This exercise asks for an exact transcription of every entry.

§ **DATASET RECORDS**
Segment Open
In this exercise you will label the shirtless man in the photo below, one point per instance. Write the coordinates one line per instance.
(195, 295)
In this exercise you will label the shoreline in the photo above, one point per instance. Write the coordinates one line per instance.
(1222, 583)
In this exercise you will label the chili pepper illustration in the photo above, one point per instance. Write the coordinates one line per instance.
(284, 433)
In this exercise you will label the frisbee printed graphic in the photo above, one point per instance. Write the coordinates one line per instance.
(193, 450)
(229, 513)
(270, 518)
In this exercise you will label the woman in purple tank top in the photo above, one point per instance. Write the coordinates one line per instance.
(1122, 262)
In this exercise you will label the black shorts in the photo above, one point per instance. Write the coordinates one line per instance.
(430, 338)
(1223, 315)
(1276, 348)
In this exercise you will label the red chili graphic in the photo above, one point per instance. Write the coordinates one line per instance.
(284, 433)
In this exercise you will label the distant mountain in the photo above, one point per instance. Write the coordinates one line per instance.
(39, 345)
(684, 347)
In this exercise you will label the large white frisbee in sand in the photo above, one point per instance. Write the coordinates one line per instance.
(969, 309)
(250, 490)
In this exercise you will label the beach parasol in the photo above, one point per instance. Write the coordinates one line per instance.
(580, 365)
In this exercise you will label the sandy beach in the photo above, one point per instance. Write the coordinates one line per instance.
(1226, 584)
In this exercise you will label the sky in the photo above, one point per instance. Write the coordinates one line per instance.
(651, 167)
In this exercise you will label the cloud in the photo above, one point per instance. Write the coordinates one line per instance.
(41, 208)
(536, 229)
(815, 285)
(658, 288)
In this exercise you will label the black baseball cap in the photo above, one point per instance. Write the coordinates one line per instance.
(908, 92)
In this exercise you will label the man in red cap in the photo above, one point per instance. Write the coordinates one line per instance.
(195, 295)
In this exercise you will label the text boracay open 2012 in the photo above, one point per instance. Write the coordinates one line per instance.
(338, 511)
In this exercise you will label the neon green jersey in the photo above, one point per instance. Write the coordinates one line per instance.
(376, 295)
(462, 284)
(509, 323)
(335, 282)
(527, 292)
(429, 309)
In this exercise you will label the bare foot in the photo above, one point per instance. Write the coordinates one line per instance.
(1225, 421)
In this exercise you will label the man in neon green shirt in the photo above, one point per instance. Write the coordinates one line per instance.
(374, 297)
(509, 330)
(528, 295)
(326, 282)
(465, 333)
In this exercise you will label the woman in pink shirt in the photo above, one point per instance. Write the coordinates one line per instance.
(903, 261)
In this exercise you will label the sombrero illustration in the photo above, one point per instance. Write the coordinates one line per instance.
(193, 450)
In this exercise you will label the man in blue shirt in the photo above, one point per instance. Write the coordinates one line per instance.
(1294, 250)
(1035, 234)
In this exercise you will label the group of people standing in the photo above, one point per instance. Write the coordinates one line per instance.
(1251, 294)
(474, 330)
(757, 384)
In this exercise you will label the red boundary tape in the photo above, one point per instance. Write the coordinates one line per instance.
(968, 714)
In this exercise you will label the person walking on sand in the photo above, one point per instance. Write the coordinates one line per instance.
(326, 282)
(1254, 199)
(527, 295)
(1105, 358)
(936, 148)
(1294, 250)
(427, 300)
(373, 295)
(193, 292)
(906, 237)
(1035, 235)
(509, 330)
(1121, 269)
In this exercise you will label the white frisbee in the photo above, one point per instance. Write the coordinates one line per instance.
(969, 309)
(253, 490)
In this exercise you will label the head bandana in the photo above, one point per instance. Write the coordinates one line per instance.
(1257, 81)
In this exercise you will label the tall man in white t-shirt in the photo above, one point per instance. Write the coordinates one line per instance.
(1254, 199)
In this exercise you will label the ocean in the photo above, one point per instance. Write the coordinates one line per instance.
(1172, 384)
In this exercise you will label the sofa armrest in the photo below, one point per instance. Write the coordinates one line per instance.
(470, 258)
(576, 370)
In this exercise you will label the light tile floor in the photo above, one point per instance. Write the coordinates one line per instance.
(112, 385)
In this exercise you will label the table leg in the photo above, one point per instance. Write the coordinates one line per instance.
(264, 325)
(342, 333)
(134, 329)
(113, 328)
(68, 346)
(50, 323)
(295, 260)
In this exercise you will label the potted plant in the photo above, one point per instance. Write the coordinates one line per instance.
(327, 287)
Segment Closed
§ **RESULT OF THIS TASK**
In this exercise you will label the shirtless man in the photo below, one point per instance. Write the coordinates one line per instance.
(195, 295)
In this exercise you will label the shoreline in the photo above, one point per instance. Write the coordinates one line per instance.
(1222, 583)
In this exercise you will label the chili pepper illustration in the photo above, one point per instance. Write the coordinates one line per instance.
(284, 433)
In this exercise you will label the frisbee printed graphic in the photo above, one point per instance. Write the coordinates one line per instance.
(193, 450)
(229, 513)
(270, 518)
In this exercise you will label the woman in purple tank top in the photo above, one point per instance. Write the coordinates one line per instance.
(1122, 262)
In this exercise you will label the black shorts in the photo above, one point per instance. Write the coordinates one line per instance.
(430, 338)
(1223, 315)
(1276, 348)
In this exercise you will label the red chili graphic in the photo above, one point per instance. Write the coordinates one line per instance.
(284, 433)
In this exercise you will label the distant mountain in the photo above, one point per instance. Write the coordinates one line per instance.
(39, 345)
(684, 347)
In this exercise you will label the large white frisbee in sand in the photo above, one point per instance. Write the coordinates one line per instance.
(969, 309)
(250, 490)
In this exercise you will label the beach parasol in the photo above, one point per instance. Write the coordinates one line per instance.
(580, 365)
In this exercise you will label the sandy beach in the photo above, one point per instance. Write the coordinates one line per instance.
(1226, 584)
In this exercise you will label the sky in the photo above, one point per instance. Write the coordinates one line per instance.
(651, 167)
In this exercise you will label the cloud in the photo above, one point per instance. Write the coordinates one line per instance.
(41, 208)
(536, 229)
(815, 285)
(658, 288)
In this exercise you will label the black baseball cap in the photo above, one point per instance. Write the coordinates one line per instance.
(908, 92)
In this exercise you will label the man in red cap in the photo above, one point per instance. Write the coordinates one line per instance.
(195, 295)
In this exercise you will label the text boracay open 2012 in the photo above, one point per instance. Write the coordinates one line per instance.
(338, 511)
In this exercise you will label the neon green jersey in the photo above, one point per instance. Write the coordinates one line per instance.
(376, 295)
(462, 284)
(509, 323)
(335, 282)
(527, 292)
(429, 309)
In this exercise you will label the bare foot in the photo above, one point per instance. Write the coordinates one line per instance.
(1225, 421)
In this exercise you will label the man in neon green shirt in the photo above, one point per instance. Write the coordinates one line per instance.
(374, 297)
(509, 330)
(528, 295)
(326, 282)
(465, 333)
In this exercise you will label the woman in pink shirt in the photo above, one point per instance. Write the coordinates one line per instance.
(903, 261)
In this exercise you will label the sombrero illustration in the photo above, one point per instance. Write the coordinates one line per instance.
(193, 450)
In this exercise you will label the man in blue shirt in the photo above, one point per instance. Write the coordinates one line per instance.
(1294, 250)
(1035, 234)
In this exercise you will label the group of people standing in the photo above, one point per instance. Write the coordinates one line per instance.
(1251, 294)
(474, 330)
(757, 384)
In this exercise you will label the red boundary tape in the photo above, one point per instance. Write the coordinates one line per instance.
(968, 714)
In this exercise you will label the person walking on sand in the photo above, one point per instance. Write the coordinates one line per instance.
(326, 282)
(1254, 199)
(527, 295)
(1105, 358)
(936, 148)
(1294, 250)
(427, 300)
(373, 295)
(193, 292)
(906, 237)
(1035, 235)
(509, 330)
(1121, 269)
In this exercise you will label the white frisbee in the photo above, one point per instance. Write the coordinates one line per instance.
(969, 309)
(253, 490)
In this exercise you will label the head bandana in the photo above, one point per instance. Write the coordinates one line per instance.
(1257, 81)
In this exercise you will label the tall man in white t-shirt in the photo above, one point per instance. Write the coordinates one line per instance.
(1254, 199)
In this exercise you will label the ocean in the photo above, one point per instance. Write the coordinates one line per instance.
(1172, 384)
In this exercise you will label the sofa armrest in the photo below, one point per instance. Write the coordinates one line per instance.
(470, 258)
(576, 370)
In this exercise you will label the light tile floor in the photo above, one point per instance. Write the coordinates one line per instance.
(112, 385)
In this exercise you will label the table leg in the photo above, one point per instance. Write the coordinates one line per instance.
(264, 325)
(342, 333)
(134, 329)
(113, 328)
(68, 346)
(50, 323)
(295, 260)
In this exercise you will label the potted plant in the photo above, one point per instance. Write the coordinates one line per instance.
(327, 287)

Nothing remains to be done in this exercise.